■ Problem details
Your output should consist of every record, copied exactly.

------ Exercise material ------

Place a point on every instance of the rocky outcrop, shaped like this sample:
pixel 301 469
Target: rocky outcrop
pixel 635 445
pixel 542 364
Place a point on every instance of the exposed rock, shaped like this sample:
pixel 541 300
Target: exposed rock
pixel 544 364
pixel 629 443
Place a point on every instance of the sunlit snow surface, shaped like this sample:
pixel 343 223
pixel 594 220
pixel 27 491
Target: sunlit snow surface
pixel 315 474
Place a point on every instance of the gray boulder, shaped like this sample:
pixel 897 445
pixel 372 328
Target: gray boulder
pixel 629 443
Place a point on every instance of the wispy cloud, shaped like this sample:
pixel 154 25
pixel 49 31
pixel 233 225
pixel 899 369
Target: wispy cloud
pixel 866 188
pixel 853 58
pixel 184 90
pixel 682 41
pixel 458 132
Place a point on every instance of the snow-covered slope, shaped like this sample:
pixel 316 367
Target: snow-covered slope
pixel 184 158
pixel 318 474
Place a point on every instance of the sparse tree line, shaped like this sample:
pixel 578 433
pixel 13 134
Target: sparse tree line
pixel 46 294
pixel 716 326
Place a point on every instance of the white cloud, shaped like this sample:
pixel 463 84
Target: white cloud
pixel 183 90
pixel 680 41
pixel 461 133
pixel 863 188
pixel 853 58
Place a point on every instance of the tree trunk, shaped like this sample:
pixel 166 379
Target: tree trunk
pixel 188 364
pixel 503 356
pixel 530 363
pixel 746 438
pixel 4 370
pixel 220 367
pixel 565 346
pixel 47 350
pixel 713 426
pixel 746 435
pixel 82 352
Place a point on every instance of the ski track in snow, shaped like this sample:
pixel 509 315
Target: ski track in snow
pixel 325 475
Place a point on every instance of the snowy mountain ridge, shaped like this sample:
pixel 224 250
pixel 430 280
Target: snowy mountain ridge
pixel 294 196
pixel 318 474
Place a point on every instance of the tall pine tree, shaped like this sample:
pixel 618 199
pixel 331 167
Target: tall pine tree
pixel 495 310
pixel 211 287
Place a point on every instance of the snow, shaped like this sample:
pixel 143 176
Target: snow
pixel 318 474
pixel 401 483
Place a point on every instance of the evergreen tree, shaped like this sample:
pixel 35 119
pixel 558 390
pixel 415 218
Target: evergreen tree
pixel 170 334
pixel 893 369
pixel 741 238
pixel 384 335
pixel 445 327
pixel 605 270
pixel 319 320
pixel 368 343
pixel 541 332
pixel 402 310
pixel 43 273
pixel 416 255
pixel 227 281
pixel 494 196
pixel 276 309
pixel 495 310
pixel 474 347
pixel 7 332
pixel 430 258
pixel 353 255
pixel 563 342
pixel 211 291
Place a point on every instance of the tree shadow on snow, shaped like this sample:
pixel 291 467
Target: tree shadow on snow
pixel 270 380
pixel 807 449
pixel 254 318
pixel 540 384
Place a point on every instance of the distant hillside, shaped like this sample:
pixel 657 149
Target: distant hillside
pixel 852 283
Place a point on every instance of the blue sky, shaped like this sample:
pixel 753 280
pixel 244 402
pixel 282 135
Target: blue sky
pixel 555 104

------

■ Result of this task
Place a point on every instance of the rocky outcrop, shaped like this sample:
pixel 301 469
Target: rocky outcrop
pixel 635 445
pixel 542 364
Place a point on every instance of the exposed rock, shaped like this sample:
pixel 541 300
Target: exposed rock
pixel 544 364
pixel 629 443
Place a point on every instance of the sunlit snow surface, shaped like this sample:
pixel 343 223
pixel 594 220
pixel 27 491
Target: sunlit snow surface
pixel 315 474
Place a point on every instance of the gray boulder, shaped like this sample:
pixel 897 445
pixel 372 328
Target: gray boulder
pixel 629 443
Place a point on every instance of the wispy cloud, shaped like this sample:
pixel 154 25
pixel 49 31
pixel 233 225
pixel 899 369
Target: wispy cloud
pixel 866 188
pixel 853 58
pixel 184 90
pixel 682 41
pixel 458 132
Place a point on every instance of the snow-covered slope, shaped like this sample:
pixel 316 367
Target: snow-covered slope
pixel 184 158
pixel 318 474
Place a point on every instance of the sparse tree line, shaped like this sample:
pixel 578 433
pixel 13 134
Target: sparse tree line
pixel 46 294
pixel 716 326
Place a point on every instance of the white cloud, shaped like this sample:
pixel 463 84
Target: white cloud
pixel 183 90
pixel 680 41
pixel 461 133
pixel 863 188
pixel 853 58
Place a point on every instance of the tree trunk, shaped like this sample:
pixel 166 379
Target: tree trunk
pixel 188 364
pixel 503 356
pixel 530 363
pixel 746 438
pixel 4 370
pixel 220 367
pixel 565 346
pixel 47 350
pixel 713 426
pixel 746 435
pixel 82 352
Place a point on every instance of the ski track in snow, shaped like this sample:
pixel 509 315
Target: ski track in snow
pixel 325 475
Place a point on every instance of the snowy mountain ridge, shaped like this sample:
pixel 224 250
pixel 430 280
Target: snowy mountain ridge
pixel 294 196
pixel 318 474
Place a point on every instance of the tall pine tree, shaped like this sample:
pixel 618 199
pixel 331 167
Target: tall pine tree
pixel 495 310
pixel 211 287
Place a point on every instance of the snow, shaped like this sample:
pixel 143 176
Target: snow
pixel 318 474
pixel 401 483
Place a point on every instance of the evergreen tree, shaped like this sample:
pixel 35 119
pixel 558 390
pixel 415 218
Target: evergreen tree
pixel 170 334
pixel 893 369
pixel 741 238
pixel 384 335
pixel 445 327
pixel 605 270
pixel 319 320
pixel 368 343
pixel 541 332
pixel 402 310
pixel 43 273
pixel 416 255
pixel 227 281
pixel 494 196
pixel 276 309
pixel 495 310
pixel 474 347
pixel 7 332
pixel 430 258
pixel 353 255
pixel 563 342
pixel 211 291
Place a point on every instance of the tree shadow on snow, shaped like this sample:
pixel 291 467
Target: tree shadow on snow
pixel 270 380
pixel 807 449
pixel 254 318
pixel 540 384
Place a point on every instance of the distant hillside, shaped like this sample:
pixel 657 149
Target: distant hillside
pixel 852 283
Place a point on every instance of the blue sky, shaped like this sample:
pixel 753 280
pixel 244 402
pixel 282 135
Target: blue sky
pixel 555 104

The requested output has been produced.